*What is required*
Begin with the line containing "Objective: provide one point per instance of the navy blue" and copy each line exactly through the last line of the entries, inclusive.

*Position annotation records*
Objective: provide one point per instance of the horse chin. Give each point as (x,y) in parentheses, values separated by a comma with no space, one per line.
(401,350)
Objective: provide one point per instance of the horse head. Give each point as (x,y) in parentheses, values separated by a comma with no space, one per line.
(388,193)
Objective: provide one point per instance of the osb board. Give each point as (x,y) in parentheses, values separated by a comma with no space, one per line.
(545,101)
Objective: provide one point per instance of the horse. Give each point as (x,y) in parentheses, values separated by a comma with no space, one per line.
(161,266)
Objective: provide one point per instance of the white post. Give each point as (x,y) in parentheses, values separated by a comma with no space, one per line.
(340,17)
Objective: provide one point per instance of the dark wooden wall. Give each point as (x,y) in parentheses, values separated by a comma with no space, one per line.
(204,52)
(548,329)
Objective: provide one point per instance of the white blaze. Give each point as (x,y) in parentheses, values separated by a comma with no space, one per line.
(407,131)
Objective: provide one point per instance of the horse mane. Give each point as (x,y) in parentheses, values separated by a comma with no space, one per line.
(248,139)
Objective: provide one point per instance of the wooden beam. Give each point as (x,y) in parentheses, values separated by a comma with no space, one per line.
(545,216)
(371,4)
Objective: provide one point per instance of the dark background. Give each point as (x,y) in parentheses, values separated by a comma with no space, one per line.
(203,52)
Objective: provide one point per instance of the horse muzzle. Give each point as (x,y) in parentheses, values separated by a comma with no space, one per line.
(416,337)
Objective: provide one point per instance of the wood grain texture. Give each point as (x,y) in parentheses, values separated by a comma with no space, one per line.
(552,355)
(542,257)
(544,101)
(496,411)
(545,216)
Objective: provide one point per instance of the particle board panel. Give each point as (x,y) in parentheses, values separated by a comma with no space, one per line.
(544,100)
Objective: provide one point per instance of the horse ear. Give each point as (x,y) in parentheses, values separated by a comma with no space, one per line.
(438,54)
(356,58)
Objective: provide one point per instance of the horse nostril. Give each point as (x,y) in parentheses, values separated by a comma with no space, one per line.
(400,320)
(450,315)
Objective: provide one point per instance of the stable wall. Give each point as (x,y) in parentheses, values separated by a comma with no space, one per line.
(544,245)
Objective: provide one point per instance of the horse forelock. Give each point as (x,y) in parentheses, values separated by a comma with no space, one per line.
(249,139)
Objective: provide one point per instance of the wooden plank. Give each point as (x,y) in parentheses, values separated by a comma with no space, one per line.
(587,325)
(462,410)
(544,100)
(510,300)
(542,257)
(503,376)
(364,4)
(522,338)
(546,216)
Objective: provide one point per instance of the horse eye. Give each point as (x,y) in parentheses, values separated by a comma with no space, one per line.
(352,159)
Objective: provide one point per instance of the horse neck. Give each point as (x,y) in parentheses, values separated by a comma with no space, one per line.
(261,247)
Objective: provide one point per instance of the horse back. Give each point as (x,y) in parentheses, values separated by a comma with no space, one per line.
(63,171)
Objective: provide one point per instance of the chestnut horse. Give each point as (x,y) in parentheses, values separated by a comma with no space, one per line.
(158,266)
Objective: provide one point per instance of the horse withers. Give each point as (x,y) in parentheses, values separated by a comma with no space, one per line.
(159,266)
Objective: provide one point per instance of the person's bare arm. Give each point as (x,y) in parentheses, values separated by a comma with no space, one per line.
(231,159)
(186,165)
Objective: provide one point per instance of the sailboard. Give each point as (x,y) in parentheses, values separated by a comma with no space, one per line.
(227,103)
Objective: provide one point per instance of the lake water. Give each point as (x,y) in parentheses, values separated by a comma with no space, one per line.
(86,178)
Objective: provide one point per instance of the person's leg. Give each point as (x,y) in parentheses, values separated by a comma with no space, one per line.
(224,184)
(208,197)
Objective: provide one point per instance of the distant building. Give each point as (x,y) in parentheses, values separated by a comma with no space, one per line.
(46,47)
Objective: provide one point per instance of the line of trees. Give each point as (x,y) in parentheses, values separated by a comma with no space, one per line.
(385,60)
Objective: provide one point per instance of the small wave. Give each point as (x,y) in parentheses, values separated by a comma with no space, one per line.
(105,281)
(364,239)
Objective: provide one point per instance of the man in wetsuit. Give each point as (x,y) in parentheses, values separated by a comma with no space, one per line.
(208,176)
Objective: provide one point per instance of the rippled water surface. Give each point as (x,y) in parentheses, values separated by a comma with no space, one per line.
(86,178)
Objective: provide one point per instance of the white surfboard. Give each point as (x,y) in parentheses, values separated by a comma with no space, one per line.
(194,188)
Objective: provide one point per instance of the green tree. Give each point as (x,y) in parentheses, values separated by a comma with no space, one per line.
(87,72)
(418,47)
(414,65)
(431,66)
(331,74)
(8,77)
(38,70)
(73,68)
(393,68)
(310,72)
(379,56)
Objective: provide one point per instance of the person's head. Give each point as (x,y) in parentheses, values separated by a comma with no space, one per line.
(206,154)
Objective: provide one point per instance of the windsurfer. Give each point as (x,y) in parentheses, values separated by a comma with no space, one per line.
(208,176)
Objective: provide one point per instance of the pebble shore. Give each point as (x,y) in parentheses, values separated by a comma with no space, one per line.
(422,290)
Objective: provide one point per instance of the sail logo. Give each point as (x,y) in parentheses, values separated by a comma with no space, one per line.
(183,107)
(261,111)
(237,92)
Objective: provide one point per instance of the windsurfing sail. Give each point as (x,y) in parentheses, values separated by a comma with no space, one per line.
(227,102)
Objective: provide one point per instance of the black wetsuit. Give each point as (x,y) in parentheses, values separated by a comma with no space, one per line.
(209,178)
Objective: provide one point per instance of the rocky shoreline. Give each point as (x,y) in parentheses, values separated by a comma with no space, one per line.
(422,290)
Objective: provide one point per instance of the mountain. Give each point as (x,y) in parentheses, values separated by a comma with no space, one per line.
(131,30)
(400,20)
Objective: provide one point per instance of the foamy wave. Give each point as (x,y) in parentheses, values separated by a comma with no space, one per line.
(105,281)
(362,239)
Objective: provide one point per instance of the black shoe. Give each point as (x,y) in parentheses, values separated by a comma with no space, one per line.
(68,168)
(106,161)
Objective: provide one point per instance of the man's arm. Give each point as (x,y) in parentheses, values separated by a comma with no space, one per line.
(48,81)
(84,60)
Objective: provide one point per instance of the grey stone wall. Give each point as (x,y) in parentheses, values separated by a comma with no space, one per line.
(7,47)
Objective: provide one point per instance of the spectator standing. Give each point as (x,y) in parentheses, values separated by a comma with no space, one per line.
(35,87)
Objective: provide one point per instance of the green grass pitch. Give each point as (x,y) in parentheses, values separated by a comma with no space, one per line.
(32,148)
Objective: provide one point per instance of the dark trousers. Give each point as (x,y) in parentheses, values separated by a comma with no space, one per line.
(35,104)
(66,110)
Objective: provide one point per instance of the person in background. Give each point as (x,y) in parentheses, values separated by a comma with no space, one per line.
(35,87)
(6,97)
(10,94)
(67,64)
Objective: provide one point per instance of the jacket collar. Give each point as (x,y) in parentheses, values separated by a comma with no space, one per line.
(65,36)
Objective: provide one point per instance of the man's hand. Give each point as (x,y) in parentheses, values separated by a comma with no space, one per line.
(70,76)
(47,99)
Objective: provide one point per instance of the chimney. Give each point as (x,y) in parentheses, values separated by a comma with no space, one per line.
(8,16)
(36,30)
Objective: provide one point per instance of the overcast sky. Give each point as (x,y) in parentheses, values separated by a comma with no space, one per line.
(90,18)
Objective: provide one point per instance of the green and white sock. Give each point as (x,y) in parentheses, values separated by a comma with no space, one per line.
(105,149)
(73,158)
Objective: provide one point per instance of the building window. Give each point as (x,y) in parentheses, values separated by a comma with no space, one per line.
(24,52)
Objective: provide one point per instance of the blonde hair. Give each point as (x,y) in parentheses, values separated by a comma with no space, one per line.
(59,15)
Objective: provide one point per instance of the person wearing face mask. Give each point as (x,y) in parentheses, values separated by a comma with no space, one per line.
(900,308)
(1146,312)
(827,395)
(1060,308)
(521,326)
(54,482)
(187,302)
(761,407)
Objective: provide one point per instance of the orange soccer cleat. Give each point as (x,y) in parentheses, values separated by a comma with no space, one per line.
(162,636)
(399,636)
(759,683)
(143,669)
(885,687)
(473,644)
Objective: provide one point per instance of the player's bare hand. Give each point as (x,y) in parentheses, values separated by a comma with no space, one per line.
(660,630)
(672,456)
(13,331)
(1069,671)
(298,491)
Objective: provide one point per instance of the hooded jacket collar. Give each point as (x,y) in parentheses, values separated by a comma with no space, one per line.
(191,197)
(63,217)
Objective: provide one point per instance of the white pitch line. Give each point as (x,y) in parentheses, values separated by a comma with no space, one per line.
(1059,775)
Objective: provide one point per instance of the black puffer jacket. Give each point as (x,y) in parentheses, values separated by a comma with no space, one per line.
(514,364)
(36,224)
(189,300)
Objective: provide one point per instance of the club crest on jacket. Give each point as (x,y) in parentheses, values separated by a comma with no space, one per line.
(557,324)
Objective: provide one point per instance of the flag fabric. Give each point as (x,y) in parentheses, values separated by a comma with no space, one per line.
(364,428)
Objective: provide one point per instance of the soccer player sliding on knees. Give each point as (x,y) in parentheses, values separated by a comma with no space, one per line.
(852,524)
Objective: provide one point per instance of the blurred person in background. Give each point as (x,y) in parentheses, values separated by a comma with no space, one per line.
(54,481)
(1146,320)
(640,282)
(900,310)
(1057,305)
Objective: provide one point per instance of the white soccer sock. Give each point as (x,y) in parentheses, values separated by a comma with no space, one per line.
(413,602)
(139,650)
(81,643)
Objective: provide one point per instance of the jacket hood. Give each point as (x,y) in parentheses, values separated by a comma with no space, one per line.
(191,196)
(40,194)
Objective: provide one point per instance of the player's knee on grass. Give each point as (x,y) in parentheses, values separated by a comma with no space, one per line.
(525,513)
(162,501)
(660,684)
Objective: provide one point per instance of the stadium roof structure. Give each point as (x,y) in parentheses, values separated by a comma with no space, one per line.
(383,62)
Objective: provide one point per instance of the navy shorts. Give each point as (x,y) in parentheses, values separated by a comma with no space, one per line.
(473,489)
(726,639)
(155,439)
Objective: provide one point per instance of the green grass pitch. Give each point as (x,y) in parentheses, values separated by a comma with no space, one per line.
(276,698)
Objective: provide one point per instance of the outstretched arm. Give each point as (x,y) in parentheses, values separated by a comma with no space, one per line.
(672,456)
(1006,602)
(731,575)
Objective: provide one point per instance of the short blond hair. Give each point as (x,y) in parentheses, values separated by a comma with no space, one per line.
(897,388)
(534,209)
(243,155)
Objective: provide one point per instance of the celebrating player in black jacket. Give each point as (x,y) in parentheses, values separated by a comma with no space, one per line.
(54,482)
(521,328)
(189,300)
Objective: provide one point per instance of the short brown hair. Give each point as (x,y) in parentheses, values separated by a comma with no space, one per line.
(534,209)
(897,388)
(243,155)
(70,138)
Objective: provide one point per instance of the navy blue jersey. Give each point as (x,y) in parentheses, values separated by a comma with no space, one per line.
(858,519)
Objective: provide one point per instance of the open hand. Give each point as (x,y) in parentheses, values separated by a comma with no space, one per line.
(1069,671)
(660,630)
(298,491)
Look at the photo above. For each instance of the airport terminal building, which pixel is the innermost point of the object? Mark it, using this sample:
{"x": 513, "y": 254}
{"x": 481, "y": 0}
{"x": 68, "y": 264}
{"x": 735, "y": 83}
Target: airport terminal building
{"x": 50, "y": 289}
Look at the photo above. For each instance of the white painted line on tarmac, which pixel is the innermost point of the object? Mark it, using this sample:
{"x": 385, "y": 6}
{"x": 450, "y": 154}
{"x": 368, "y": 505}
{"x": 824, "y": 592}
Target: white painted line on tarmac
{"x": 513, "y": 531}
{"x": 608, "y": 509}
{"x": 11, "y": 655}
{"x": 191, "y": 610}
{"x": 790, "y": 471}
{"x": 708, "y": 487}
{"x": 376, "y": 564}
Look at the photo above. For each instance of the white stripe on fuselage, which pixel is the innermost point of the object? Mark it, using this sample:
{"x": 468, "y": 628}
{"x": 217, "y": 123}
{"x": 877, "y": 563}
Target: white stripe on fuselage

*Output below*
Objective: provide one point per instance of the navy blue jersey. Give each point as (x,y) in parentheses, values separated by a comma with no space, one per line.
(858,519)
Objective: provide one point per instance of the open hand. Give each point as (x,y) in parentheses, values separated by a comma with no space, one per line.
(1069,671)
(660,630)
(298,491)
Look at the photo above. For each instance of the airport terminal building, which pixel is the innermost point of the object? Mark it, using this sample:
{"x": 513, "y": 254}
{"x": 481, "y": 0}
{"x": 68, "y": 264}
{"x": 735, "y": 83}
Target: airport terminal building
{"x": 50, "y": 289}
Look at the photo above. For each instance of the white painted line on tarmac, which pixel is the innermost point of the object? Mark it, using this sample:
{"x": 385, "y": 6}
{"x": 450, "y": 154}
{"x": 368, "y": 505}
{"x": 824, "y": 592}
Target: white painted line on tarmac
{"x": 513, "y": 531}
{"x": 608, "y": 509}
{"x": 11, "y": 655}
{"x": 191, "y": 610}
{"x": 790, "y": 471}
{"x": 708, "y": 487}
{"x": 376, "y": 564}
Look at the photo above. For each instance of the white stripe on fuselage, which pixel is the innermost point of the object? Mark it, using this sample:
{"x": 468, "y": 628}
{"x": 217, "y": 123}
{"x": 877, "y": 563}
Target: white stripe on fuselage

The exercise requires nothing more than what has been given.